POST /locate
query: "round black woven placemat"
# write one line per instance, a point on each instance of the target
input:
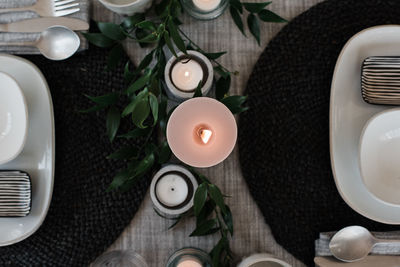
(284, 137)
(83, 220)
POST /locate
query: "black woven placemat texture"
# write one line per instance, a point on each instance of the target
(83, 220)
(284, 137)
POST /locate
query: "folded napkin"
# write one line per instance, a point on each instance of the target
(322, 244)
(83, 14)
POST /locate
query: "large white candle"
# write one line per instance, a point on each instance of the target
(172, 190)
(186, 74)
(206, 5)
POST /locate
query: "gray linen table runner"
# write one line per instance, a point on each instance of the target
(83, 14)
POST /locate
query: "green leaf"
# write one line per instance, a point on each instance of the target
(222, 87)
(136, 133)
(255, 7)
(106, 100)
(197, 92)
(173, 31)
(269, 16)
(147, 25)
(130, 152)
(216, 195)
(237, 5)
(164, 153)
(111, 30)
(234, 103)
(237, 19)
(200, 198)
(141, 112)
(99, 39)
(112, 123)
(139, 83)
(167, 40)
(204, 228)
(214, 56)
(221, 72)
(254, 26)
(130, 22)
(115, 56)
(228, 219)
(154, 107)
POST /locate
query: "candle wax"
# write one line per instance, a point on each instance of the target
(189, 263)
(186, 74)
(206, 5)
(172, 190)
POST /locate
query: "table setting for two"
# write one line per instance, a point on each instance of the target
(84, 134)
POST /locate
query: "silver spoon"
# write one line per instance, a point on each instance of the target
(55, 43)
(353, 243)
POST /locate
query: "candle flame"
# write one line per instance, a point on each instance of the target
(205, 135)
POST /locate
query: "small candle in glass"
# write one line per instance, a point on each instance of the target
(183, 74)
(172, 190)
(202, 132)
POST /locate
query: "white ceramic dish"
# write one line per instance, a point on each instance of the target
(380, 154)
(13, 118)
(348, 115)
(37, 157)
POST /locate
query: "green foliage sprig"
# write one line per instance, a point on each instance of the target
(146, 107)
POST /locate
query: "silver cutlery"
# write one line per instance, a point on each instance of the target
(15, 194)
(354, 243)
(41, 24)
(55, 43)
(48, 8)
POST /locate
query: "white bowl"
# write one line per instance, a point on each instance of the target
(380, 154)
(127, 7)
(13, 119)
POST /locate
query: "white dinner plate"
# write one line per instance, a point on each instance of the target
(37, 156)
(348, 115)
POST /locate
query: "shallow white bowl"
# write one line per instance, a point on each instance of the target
(380, 154)
(13, 118)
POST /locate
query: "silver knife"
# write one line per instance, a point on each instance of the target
(40, 24)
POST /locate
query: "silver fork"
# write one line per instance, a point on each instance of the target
(48, 8)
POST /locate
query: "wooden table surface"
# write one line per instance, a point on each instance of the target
(147, 233)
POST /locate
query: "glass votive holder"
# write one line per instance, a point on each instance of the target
(205, 9)
(118, 258)
(192, 257)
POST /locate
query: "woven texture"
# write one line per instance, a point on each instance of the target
(284, 137)
(83, 219)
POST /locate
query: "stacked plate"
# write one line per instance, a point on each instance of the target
(15, 194)
(380, 80)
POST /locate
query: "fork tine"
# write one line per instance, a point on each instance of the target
(66, 6)
(62, 2)
(66, 12)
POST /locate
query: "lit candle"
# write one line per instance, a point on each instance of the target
(201, 132)
(189, 262)
(172, 190)
(187, 74)
(206, 5)
(184, 73)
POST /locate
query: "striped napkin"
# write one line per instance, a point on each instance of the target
(322, 244)
(83, 14)
(15, 194)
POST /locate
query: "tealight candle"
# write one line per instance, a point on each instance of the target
(189, 257)
(206, 5)
(201, 132)
(184, 73)
(172, 190)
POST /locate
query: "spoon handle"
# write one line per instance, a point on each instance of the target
(17, 43)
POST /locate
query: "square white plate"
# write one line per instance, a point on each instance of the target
(348, 115)
(37, 157)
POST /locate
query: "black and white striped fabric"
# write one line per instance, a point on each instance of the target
(380, 80)
(15, 194)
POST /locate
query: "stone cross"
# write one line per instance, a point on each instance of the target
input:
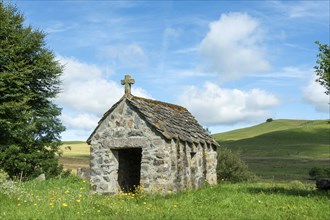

■ Exercise: Show every line from the entries that includes the word "placemat".

■ Exercise answer:
query: "round black woven placemat"
query: "black woven placemat texture"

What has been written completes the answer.